▸ WHAT IS ASKED
Extract, word for word, every line of the items below from the one containing "woman in crowd" through the final line of the items.

==== ITEMS

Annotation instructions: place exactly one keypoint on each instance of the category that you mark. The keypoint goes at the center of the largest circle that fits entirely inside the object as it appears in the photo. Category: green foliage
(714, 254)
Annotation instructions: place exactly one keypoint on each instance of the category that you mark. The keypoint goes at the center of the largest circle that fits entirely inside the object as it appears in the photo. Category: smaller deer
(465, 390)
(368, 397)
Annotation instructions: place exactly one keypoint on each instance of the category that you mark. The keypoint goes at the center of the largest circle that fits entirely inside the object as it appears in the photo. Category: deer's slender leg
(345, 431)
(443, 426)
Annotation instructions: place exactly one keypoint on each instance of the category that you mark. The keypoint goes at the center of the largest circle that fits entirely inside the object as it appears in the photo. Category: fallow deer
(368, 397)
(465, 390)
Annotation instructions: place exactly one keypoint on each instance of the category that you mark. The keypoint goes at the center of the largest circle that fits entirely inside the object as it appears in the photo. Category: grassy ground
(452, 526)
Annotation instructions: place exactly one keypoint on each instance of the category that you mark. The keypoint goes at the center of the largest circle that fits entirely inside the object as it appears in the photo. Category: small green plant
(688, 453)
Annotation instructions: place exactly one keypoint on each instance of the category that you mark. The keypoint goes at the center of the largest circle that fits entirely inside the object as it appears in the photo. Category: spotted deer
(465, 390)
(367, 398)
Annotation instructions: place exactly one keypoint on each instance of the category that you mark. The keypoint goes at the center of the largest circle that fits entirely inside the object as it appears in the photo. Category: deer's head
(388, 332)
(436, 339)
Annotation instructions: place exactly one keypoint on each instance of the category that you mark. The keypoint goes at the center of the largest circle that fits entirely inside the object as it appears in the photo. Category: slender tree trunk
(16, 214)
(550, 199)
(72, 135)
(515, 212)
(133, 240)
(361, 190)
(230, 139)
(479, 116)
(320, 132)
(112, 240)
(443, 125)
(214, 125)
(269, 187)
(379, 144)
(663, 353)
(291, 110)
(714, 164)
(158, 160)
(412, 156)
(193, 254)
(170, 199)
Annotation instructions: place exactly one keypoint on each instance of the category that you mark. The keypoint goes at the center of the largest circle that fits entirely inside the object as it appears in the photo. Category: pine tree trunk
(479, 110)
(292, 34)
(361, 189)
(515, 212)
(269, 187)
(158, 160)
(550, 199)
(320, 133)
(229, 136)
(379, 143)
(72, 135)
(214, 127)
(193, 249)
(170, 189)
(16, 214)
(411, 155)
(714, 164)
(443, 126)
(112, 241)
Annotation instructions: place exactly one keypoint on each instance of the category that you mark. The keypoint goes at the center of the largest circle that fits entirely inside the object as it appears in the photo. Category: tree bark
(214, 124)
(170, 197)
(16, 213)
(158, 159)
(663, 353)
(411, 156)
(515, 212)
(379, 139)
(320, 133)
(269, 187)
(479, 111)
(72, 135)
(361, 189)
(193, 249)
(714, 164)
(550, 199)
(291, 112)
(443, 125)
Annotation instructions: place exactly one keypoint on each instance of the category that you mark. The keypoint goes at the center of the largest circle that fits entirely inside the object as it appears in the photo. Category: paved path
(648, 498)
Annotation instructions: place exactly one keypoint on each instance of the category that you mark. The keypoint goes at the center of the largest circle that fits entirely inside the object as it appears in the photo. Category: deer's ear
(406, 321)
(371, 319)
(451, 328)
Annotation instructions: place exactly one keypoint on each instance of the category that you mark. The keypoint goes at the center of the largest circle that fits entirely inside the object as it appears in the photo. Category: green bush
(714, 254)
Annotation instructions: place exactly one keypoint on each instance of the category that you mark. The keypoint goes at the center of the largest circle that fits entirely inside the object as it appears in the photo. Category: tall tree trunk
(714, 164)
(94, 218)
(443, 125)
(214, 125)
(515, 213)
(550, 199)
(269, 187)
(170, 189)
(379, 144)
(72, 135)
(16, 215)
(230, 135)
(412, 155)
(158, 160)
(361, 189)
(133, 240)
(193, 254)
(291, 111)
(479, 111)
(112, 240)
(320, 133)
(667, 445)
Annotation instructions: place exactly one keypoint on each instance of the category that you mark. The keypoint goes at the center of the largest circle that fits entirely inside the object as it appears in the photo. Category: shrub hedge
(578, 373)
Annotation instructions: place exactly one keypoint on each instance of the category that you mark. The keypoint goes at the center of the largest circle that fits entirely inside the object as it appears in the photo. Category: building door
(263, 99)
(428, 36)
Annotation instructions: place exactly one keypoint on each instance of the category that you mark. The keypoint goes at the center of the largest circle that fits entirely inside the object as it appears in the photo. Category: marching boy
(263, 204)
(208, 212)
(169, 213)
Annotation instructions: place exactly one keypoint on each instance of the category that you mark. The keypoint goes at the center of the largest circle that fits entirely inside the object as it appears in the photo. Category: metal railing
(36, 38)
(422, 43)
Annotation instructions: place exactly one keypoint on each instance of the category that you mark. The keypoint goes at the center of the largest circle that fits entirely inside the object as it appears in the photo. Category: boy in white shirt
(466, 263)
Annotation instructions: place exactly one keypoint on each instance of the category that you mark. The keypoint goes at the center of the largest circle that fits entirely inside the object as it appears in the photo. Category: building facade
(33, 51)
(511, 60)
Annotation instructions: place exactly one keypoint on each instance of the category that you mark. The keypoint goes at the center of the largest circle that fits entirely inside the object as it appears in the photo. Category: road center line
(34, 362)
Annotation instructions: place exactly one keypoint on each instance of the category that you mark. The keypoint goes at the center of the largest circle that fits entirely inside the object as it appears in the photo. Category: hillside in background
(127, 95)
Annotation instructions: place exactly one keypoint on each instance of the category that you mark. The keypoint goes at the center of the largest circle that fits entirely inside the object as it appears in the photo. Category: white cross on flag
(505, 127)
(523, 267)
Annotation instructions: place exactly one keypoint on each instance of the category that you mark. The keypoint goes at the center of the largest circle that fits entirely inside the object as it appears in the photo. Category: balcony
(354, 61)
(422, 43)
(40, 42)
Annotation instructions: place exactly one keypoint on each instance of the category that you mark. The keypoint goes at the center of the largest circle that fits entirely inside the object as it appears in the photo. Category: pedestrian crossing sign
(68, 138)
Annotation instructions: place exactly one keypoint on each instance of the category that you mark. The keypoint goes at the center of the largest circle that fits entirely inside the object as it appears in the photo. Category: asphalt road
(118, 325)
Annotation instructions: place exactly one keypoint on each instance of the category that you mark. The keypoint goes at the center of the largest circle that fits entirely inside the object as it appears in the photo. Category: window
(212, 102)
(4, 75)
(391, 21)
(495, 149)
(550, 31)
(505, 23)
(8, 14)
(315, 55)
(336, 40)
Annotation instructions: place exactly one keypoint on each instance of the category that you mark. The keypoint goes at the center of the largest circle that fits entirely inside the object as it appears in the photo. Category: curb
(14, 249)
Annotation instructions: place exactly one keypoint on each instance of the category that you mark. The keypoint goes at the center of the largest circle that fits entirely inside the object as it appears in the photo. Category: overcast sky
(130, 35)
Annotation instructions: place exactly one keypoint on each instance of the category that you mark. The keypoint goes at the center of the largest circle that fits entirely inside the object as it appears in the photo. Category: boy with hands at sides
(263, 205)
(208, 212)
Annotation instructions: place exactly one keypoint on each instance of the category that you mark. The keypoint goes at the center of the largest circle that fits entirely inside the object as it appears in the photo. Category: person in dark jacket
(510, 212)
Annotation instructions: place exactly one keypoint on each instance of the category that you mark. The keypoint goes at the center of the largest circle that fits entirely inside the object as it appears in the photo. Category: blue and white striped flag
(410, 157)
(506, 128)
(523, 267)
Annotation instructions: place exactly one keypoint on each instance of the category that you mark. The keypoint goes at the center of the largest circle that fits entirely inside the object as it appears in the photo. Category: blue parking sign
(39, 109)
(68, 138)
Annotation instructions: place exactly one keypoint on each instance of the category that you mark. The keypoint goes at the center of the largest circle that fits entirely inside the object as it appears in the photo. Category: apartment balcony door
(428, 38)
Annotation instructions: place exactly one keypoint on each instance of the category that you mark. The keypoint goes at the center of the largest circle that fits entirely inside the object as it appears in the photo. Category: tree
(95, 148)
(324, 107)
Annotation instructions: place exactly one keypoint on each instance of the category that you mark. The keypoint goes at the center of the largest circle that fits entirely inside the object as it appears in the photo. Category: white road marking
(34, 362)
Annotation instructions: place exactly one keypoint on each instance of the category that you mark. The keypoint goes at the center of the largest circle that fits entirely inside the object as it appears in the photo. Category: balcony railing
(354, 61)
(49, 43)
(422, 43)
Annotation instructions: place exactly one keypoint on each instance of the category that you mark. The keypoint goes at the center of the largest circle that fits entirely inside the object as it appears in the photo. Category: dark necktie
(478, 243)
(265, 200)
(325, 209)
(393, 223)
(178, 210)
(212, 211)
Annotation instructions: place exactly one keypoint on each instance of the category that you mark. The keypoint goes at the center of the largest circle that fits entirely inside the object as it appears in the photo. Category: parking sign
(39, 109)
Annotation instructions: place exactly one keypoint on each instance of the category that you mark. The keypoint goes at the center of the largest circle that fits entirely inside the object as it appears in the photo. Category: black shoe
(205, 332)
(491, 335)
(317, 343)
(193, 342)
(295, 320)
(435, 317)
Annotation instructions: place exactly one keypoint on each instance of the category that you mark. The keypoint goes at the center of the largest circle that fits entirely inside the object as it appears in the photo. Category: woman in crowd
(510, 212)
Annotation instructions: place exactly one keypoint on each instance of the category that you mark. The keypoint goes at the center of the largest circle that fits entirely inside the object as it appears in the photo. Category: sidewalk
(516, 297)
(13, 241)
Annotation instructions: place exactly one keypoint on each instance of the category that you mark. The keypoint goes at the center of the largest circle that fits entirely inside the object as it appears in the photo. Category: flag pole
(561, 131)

========

▸ EXERCISE RESULT
Annotation instructions: place exactly one keypoint on each instance of the category that you mark. The keypoint goes at the center of the largest circle that fits entirely inside the object as it appears in the photo. Category: woman in crowd
(510, 212)
Annotation instructions: place exactly one keypoint on each instance of the category that you mark. The keypoint goes at the center of the largest circle that fits entirely inside the object as it appears in the photo. Category: sidewalk
(516, 297)
(13, 241)
Annotation instructions: place exactly one keypoint on each instance of the category that you mark. The keypoint goes at the center of the largest circle that fits entirely inside the object as it appears in the photo. Category: flag pole
(561, 131)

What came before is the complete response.